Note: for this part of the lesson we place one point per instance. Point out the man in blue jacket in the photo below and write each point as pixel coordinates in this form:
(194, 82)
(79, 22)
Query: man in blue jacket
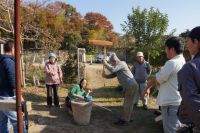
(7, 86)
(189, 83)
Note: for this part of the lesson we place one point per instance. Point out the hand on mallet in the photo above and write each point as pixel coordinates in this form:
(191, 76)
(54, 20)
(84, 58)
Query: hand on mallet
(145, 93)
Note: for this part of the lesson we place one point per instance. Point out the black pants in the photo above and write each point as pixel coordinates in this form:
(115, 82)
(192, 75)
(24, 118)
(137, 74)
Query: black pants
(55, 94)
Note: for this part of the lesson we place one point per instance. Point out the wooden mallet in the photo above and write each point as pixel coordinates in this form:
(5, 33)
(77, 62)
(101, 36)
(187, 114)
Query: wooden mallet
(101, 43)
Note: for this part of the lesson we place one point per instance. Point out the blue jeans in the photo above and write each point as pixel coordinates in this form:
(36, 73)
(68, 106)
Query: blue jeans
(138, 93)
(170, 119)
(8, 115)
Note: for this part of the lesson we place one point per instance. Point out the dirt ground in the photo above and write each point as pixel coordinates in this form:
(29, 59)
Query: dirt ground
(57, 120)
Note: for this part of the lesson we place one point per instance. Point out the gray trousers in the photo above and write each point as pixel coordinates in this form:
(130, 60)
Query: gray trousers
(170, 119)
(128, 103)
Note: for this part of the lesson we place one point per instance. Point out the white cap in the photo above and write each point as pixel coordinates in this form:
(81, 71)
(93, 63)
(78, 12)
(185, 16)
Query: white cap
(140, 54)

...

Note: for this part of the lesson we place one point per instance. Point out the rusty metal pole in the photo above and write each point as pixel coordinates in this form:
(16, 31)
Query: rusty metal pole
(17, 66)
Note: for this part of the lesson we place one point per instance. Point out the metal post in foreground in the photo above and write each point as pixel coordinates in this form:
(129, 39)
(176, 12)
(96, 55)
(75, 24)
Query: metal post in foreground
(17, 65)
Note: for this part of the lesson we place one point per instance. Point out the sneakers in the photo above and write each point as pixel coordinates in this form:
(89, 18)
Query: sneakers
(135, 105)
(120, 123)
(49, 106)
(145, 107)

# WHAT IS ASKED
Locate every line in the listing above that contains the string "mallet" and copy each of those lines out in full. Treat uppercase and lowercase as different, so only exact-case matches count.

# OUTPUT FOR THIS EXERCISE
Note: for this part of the lesson we place one point per instance. Point out the hand on mallet in the photo above and write each point as pixel coordinates in this form:
Query: hand on mallet
Note: for this part of the lesson we place one point per instance. Point out the wooden mallet in the photo above and write each point as pixel coordinates in this form:
Query: wooden mallet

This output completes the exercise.